_ACTION ITEM_: Your task is to return the data below, word for word.

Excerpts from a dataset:
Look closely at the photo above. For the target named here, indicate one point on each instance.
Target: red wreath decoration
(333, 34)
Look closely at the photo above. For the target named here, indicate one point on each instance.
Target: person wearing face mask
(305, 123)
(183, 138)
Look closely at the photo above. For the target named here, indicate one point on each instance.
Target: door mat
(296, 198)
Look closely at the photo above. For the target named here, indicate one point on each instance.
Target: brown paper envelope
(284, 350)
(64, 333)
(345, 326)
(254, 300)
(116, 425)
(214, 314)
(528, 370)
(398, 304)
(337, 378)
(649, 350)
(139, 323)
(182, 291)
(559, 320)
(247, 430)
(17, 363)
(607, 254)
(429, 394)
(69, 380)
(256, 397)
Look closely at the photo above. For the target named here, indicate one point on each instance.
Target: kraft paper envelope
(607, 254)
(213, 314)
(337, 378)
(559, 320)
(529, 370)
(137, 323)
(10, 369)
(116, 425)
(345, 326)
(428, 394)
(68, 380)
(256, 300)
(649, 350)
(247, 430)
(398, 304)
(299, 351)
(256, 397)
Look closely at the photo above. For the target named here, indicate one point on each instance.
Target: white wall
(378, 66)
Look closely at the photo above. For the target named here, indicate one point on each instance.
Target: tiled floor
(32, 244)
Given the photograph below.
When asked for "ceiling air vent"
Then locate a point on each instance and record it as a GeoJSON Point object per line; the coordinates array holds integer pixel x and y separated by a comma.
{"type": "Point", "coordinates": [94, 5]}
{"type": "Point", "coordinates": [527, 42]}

_TASK OUTPUT_:
Look closely at the photo above. For the target named here, indicate one point on each instance.
Target: red wreath decoration
(333, 34)
Look closely at the photo above. For the target named here, indicate one point on each instance.
Target: person wearing face mask
(305, 123)
(183, 138)
Look closely at the photo above. For the target named here, indicate one point on each instance.
Target: door mat
(296, 198)
Look closely at the photo above. For the target named here, indicate one point on each instance.
Target: brown paper envelope
(284, 350)
(64, 333)
(345, 326)
(254, 300)
(116, 425)
(214, 314)
(528, 370)
(398, 304)
(337, 378)
(649, 350)
(139, 323)
(182, 291)
(559, 320)
(247, 430)
(17, 363)
(607, 254)
(429, 394)
(69, 380)
(256, 397)
Look closely at the photo above. For the target named here, indicate one point on each instance.
Target: kraft paper envelope
(607, 254)
(213, 314)
(337, 378)
(559, 320)
(529, 370)
(137, 323)
(10, 369)
(116, 425)
(345, 326)
(428, 394)
(68, 380)
(256, 300)
(649, 350)
(247, 430)
(398, 304)
(299, 351)
(256, 397)
Look closely at the photo above. For the target named here, indicate one point on each instance.
Target: white wall
(378, 66)
Look closely at the photo above. For the target named here, indicate one point on each instance.
Target: tiled floor
(32, 244)
Given the photograph below.
When asked for "ceiling air vent"
Then locate a point on each instance and record it as a GeoJSON Point object per line; the coordinates array holds integer pixel x and y separated by a comma.
{"type": "Point", "coordinates": [94, 5]}
{"type": "Point", "coordinates": [527, 42]}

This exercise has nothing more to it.